## Your assignment
Scan the entries that follow and copy out every line containing "paved".

## Input for this task

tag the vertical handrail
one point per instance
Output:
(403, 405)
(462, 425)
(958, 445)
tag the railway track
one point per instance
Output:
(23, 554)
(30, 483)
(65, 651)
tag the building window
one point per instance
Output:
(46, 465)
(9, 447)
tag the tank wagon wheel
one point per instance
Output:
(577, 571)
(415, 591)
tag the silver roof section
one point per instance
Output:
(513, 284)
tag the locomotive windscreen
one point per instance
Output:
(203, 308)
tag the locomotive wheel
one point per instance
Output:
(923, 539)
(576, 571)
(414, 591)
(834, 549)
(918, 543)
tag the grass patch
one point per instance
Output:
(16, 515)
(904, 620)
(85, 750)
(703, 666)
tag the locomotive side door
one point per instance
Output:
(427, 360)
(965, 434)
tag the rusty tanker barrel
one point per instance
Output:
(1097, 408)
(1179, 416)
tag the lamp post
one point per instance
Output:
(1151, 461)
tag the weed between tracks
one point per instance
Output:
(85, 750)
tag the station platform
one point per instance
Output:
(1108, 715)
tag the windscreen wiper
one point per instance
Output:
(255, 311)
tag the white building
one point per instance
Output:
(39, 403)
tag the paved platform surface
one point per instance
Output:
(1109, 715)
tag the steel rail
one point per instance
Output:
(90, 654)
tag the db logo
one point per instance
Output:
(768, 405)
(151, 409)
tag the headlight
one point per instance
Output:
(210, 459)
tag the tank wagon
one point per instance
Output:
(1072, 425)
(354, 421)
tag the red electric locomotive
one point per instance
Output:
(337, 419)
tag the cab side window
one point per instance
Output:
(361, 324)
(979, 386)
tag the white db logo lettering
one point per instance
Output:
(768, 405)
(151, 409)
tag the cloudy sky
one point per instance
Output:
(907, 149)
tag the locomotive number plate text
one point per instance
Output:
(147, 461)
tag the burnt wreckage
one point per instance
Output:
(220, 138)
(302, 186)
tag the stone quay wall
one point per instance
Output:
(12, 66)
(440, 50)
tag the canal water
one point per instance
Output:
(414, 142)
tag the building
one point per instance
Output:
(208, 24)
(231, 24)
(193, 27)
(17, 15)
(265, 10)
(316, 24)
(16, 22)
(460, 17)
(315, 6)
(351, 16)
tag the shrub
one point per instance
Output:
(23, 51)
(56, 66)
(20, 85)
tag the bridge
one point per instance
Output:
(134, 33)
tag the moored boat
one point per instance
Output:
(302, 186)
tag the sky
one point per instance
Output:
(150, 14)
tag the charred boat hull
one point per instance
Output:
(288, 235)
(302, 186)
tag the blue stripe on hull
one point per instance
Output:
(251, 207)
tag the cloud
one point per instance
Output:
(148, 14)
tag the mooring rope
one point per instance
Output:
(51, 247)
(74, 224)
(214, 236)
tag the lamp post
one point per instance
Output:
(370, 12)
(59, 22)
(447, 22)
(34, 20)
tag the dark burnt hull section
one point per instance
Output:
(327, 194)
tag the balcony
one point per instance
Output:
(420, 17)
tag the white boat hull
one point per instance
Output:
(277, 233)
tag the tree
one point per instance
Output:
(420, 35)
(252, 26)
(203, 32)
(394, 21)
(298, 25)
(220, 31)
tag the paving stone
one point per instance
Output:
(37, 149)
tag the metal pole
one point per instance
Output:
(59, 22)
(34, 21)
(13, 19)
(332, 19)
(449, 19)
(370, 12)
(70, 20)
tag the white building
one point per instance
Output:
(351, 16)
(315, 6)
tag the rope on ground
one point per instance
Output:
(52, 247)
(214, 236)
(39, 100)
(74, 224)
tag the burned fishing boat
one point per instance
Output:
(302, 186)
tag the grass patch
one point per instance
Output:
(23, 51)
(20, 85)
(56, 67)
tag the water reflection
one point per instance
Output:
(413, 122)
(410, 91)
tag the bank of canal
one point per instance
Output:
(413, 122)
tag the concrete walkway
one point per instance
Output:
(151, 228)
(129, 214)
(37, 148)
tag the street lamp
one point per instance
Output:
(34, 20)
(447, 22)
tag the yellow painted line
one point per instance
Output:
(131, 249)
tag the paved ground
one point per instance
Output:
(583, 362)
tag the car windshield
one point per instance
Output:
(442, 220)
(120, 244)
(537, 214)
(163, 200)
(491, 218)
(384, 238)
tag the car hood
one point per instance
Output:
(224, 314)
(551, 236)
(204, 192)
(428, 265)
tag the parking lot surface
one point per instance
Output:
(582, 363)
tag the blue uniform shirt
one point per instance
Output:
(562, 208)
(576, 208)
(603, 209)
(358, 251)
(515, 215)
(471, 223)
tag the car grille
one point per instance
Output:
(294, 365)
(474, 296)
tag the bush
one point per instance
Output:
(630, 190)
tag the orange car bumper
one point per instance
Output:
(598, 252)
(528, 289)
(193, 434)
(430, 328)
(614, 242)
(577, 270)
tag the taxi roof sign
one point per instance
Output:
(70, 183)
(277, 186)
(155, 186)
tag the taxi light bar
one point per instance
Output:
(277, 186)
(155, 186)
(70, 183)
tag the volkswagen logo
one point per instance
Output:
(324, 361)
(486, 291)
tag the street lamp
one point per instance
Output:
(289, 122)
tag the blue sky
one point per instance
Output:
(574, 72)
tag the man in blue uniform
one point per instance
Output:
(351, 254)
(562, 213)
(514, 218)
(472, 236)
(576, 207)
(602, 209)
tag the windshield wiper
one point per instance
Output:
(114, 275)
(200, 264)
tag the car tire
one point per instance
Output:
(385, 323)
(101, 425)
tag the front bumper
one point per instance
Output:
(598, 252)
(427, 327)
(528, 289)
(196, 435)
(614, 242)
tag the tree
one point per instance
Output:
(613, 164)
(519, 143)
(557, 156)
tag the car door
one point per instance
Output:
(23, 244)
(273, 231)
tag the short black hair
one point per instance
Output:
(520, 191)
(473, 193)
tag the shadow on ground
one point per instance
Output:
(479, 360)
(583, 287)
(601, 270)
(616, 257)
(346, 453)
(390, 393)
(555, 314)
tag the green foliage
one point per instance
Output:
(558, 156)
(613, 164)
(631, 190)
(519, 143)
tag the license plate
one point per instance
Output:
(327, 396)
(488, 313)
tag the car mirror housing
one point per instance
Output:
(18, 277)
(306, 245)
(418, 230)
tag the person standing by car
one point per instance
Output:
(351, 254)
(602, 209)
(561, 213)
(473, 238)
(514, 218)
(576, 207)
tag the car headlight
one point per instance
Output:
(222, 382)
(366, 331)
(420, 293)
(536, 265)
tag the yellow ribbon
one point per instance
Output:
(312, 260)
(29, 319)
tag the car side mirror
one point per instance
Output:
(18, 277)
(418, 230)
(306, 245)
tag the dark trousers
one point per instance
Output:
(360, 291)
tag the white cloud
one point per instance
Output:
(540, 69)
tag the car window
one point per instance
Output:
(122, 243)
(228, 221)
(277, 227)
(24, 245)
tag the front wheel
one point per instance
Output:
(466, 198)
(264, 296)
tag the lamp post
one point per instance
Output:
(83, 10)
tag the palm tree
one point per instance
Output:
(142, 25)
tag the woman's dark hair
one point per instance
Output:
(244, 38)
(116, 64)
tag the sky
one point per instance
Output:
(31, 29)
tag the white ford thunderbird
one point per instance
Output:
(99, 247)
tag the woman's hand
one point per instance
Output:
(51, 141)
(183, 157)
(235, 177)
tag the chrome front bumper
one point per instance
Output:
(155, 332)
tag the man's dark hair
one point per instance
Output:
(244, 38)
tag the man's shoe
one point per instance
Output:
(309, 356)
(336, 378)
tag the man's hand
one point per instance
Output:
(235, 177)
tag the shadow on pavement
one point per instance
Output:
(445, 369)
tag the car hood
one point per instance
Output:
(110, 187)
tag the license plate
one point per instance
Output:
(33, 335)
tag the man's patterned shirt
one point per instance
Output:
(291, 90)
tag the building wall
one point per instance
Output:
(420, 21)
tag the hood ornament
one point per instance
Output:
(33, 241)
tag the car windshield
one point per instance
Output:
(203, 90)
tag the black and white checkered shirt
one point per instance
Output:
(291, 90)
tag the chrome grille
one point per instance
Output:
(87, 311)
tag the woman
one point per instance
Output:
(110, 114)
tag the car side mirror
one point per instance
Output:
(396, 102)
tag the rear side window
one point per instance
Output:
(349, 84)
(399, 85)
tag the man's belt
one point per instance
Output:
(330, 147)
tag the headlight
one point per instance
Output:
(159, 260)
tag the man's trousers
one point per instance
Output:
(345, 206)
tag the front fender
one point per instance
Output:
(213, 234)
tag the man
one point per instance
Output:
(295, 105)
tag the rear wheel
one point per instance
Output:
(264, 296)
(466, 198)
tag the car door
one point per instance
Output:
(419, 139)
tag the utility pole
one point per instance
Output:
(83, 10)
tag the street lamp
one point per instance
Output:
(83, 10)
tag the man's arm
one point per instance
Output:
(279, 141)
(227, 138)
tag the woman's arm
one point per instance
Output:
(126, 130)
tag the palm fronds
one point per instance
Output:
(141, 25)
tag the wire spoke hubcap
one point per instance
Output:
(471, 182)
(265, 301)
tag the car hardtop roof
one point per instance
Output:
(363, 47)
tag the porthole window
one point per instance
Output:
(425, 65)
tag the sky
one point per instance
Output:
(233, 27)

## Expected answer
tag the paved platform surface
tag the paved ground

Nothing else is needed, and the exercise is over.